Bir veri kümesinden öğeler:
_ _ _

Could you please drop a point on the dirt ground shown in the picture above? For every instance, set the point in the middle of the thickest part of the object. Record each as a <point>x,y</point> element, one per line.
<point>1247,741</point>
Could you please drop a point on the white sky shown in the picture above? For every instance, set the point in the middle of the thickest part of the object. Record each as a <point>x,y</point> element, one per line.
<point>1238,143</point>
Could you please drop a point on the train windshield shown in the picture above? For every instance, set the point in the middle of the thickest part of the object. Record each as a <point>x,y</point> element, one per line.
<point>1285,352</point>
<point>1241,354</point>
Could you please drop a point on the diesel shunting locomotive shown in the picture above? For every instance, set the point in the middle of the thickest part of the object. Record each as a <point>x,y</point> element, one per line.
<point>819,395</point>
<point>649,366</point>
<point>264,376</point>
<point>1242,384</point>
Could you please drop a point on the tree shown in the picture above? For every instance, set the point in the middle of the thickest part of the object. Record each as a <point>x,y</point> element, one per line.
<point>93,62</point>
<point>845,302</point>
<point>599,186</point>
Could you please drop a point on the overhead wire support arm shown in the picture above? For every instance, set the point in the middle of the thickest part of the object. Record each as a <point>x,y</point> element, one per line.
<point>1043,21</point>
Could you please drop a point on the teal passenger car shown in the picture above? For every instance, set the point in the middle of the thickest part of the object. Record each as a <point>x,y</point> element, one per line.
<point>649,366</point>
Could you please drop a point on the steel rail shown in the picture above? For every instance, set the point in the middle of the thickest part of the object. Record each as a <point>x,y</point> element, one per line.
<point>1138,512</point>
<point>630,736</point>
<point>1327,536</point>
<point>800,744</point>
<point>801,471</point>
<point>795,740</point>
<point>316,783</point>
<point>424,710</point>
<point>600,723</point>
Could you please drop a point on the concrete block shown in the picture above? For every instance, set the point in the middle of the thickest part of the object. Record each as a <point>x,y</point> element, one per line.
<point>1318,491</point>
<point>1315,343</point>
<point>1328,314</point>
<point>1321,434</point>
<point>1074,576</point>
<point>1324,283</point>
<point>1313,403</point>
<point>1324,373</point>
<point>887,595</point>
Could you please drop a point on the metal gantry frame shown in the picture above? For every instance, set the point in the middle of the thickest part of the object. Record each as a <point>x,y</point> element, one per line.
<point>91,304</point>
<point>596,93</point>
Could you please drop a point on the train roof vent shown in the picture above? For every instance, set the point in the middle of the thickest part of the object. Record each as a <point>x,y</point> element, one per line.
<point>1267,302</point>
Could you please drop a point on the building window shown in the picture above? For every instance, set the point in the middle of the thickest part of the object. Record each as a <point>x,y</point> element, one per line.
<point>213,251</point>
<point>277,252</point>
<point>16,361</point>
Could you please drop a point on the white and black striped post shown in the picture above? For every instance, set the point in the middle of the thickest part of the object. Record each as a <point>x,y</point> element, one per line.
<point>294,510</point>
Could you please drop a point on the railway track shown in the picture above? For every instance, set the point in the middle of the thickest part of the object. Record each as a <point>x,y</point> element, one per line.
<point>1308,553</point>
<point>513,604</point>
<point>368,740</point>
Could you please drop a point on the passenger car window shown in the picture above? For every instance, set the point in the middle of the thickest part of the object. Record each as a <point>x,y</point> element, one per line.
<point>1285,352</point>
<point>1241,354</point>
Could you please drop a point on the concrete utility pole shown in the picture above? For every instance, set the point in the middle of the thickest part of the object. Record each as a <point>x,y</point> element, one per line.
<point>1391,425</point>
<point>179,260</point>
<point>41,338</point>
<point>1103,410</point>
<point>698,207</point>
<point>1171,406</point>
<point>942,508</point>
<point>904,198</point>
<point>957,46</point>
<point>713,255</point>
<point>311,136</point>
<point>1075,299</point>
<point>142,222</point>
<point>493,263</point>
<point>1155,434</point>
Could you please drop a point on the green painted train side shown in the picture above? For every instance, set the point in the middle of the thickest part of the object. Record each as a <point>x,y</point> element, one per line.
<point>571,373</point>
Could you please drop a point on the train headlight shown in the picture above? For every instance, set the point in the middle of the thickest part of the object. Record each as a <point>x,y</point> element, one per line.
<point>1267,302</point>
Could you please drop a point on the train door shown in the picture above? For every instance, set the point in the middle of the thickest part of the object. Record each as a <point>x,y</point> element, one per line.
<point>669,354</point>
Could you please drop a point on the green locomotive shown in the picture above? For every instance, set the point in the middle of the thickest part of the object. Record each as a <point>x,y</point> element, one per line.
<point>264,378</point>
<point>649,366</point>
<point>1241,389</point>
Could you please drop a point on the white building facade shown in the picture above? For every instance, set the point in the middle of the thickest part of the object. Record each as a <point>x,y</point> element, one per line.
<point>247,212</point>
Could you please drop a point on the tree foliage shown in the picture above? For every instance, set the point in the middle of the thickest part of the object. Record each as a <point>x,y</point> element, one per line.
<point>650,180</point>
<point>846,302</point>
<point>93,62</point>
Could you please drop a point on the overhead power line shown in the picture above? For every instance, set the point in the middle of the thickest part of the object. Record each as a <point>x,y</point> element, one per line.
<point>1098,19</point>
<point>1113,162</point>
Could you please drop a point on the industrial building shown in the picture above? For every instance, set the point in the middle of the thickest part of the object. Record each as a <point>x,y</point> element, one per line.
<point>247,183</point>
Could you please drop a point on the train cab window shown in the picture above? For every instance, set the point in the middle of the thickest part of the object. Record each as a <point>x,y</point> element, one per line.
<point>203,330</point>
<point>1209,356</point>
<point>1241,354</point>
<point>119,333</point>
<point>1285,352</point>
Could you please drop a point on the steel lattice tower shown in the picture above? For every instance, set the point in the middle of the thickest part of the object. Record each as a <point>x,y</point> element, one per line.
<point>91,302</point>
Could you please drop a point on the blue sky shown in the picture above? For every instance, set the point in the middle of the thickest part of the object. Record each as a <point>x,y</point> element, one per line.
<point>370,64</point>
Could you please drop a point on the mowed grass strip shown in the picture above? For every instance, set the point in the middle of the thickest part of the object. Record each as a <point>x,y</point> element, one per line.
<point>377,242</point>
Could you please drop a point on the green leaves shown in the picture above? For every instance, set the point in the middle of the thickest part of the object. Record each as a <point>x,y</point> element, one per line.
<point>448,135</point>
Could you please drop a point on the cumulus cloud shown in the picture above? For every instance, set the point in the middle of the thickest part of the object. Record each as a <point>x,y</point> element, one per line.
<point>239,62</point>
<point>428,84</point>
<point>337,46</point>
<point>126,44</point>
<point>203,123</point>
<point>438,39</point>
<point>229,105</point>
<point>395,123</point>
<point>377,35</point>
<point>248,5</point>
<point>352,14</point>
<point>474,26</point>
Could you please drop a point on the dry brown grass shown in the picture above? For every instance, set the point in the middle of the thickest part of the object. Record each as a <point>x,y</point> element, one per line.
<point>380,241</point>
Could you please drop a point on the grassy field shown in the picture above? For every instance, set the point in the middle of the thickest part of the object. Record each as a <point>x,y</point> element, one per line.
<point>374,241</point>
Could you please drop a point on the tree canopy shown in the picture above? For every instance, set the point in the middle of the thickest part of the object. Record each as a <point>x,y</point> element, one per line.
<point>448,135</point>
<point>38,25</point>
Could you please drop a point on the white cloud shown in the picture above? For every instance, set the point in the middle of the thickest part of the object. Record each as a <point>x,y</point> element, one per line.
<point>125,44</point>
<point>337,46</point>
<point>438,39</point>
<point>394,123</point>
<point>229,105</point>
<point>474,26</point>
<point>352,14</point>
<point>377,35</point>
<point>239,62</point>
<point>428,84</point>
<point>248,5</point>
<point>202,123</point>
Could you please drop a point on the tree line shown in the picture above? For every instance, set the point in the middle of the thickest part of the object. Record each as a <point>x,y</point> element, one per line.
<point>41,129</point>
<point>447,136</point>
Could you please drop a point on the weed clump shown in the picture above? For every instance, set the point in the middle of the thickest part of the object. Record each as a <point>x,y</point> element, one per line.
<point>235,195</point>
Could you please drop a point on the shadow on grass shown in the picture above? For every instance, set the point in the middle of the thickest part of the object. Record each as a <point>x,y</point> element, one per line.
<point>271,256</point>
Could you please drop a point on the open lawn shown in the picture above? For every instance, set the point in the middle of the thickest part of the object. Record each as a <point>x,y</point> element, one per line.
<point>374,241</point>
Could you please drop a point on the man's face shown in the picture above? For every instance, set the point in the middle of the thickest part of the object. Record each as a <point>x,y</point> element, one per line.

_ _ _

[Amaç] "Could you please drop a point on the tree shown" ifadesini içeren satırla "<point>600,723</point>" ifadesini içeren satır arasındaki öğeleri, iki uç satır da dahil, her öğeye bir satır düşecek biçimde "metin" ve "cevap" sütunlarından oluşan iki sütunlu bir CSV olarak düzenler misin? Her alan tırnak içinde olsun, alanlardaki satır sonları da boşluğa çevrilsin.

[Tamamlanan alıştırma]
metin,cevap
"Could you please drop a point on the tree shown in the picture above? For every instance, set the point in the middle of the thickest part of the object. Record each as a <point>x,y</point> element, one per line.","<point>93,62</point> <point>845,302</point> <point>599,186</point>"
"Could you please drop a point on the overhead wire support arm shown in the picture above? For every instance, set the point in the middle of the thickest part of the object. Record each as a <point>x,y</point> element, one per line.","<point>1043,21</point>"
"Could you please drop a point on the teal passenger car shown in the picture above? For every instance, set the point in the middle of the thickest part of the object. Record each as a <point>x,y</point> element, one per line.","<point>649,366</point>"
"Could you please drop a point on the steel rail shown in the picture above? For every instance, set the point in the middle of the thickest part of the object. Record each as a <point>x,y</point> element, one per line.","<point>1138,512</point> <point>630,736</point> <point>1327,536</point> <point>800,744</point> <point>801,471</point> <point>795,740</point> <point>316,783</point> <point>424,710</point> <point>600,723</point>"